▶ What you are asked to do: Resume the passage on responding to information security incidents, continuing after its last sentence.

Information security incidents involving personally identifiable information and other sensitive organizational data are almost inevitable in the current environment. Organizations across the world reported more than 100,000 incidents in 2015, according to the Verizon 2016 Data Breach Investigations Report.
The frequency with which incidents occur make it essential that your organization be prepared to address its cybersecurity and information security risks. Earlier editions of our 7 Ways to Strengthen Cybersecurity series covered how incidents frequently arise, the types of attacks that may occur and what can be done to prevent them. Responding to an incident is also essential. After the cybersecurity breach has been stopped, you will be faced with how to communicate what happened to the parties affected by the breach. Who needs to be contacted and when may vary depending on your physical location.

▶ Given material:
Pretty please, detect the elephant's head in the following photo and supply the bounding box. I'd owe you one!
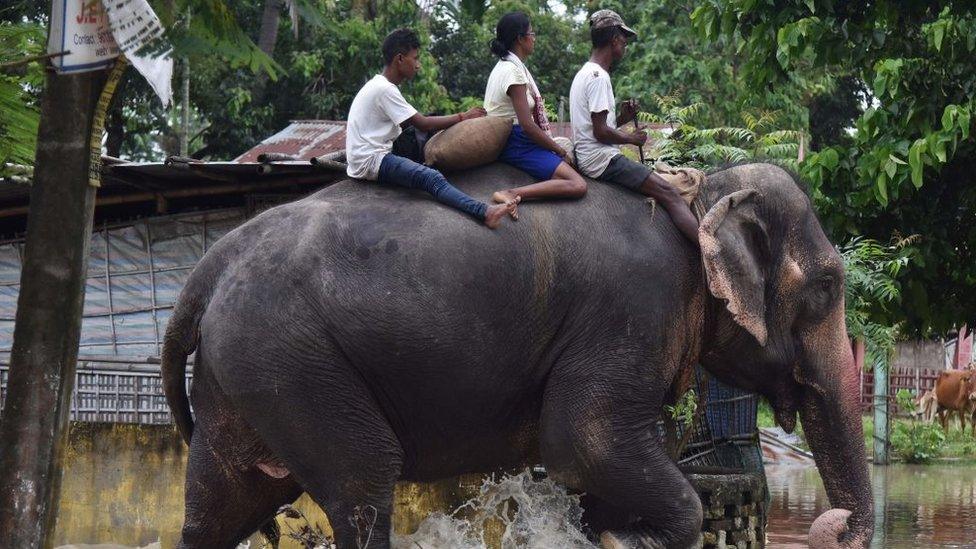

▶ Response below:
State Reporting Obligations
According to the National Conference of State Legislatures, 47 states have information security incident legislation. State laws affect all types of organizations, from private and public companies to not-for-profit organizations and governmental entities. Laws vary by the state, but typically define when a breach has occurred, the timing and/or method of the notice and who must be included in the breach notification.
Organizations need a clear idea of what the state requirements are in the jurisdictions in which you operate. Most state laws apply to organizations that conduct activity within the state or that own licenses or computerized data that includes personal information within state jurisdictions.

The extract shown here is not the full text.